**Work instructions:** Render every line of the items below as a Markdown table with the columns No. and Text, numbering the rows in order and leaving out blank lines.

........

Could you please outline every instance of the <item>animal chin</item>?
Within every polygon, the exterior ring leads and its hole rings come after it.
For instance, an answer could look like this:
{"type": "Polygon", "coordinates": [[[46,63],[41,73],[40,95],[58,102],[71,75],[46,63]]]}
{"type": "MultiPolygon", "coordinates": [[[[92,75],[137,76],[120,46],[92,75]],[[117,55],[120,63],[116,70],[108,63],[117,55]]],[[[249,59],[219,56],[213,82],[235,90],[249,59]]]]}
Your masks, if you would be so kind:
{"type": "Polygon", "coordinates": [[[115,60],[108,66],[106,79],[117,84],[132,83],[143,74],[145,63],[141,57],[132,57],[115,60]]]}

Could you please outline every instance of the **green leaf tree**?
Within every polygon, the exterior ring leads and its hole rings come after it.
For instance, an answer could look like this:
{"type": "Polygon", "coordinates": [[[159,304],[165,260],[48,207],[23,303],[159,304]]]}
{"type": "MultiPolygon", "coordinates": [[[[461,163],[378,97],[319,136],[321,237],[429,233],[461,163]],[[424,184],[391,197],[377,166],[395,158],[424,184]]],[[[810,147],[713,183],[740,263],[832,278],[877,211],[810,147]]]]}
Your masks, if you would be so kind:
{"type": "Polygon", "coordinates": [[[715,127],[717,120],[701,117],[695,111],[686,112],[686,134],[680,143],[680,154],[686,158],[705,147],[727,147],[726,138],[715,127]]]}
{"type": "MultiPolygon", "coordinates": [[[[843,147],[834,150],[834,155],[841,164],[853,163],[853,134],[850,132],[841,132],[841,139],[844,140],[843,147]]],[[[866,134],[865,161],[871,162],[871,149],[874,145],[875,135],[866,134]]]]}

........

**Correct response:**
| No. | Text |
|---|---|
| 1 | Could you please outline every instance of the <item>animal chin</item>? |
| 2 | Within every polygon, the exterior ring leads and its hole rings come after it. |
| 3 | For instance, an answer could look like this: |
| 4 | {"type": "Polygon", "coordinates": [[[46,63],[41,73],[40,95],[58,102],[71,75],[46,63]]]} |
| 5 | {"type": "MultiPolygon", "coordinates": [[[[92,75],[137,76],[120,46],[92,75]],[[117,55],[120,63],[116,70],[108,63],[117,55]]],[[[249,59],[219,56],[213,82],[235,90],[249,59]]]]} |
| 6 | Your masks, if you would be so kind: |
| 7 | {"type": "Polygon", "coordinates": [[[115,60],[108,66],[106,79],[117,84],[132,83],[143,74],[145,63],[141,57],[132,57],[115,60]]]} |
| 8 | Could you please outline every instance of the **green leaf tree**? |
| 9 | Within every polygon, the exterior ring leads and its hole rings come after it. |
| 10 | For instance, an answer could look like this: |
| 11 | {"type": "Polygon", "coordinates": [[[159,304],[165,260],[48,207],[23,303],[159,304]]]} |
| 12 | {"type": "MultiPolygon", "coordinates": [[[[461,163],[378,97],[319,136],[321,237],[429,233],[461,163]],[[424,184],[391,197],[377,166],[395,158],[424,184]]],[[[810,147],[713,183],[740,263],[832,278],[877,211],[810,147]]]]} |
| 13 | Your masks, if you would be so kind: |
| 14 | {"type": "Polygon", "coordinates": [[[715,127],[717,120],[701,117],[695,111],[686,112],[686,134],[680,143],[680,154],[686,158],[705,147],[727,147],[726,138],[715,127]]]} |
| 15 | {"type": "MultiPolygon", "coordinates": [[[[843,147],[834,150],[834,155],[841,164],[853,163],[853,134],[850,132],[841,132],[841,139],[844,140],[843,147]]],[[[866,134],[865,161],[871,162],[871,149],[874,145],[875,135],[866,134]]]]} |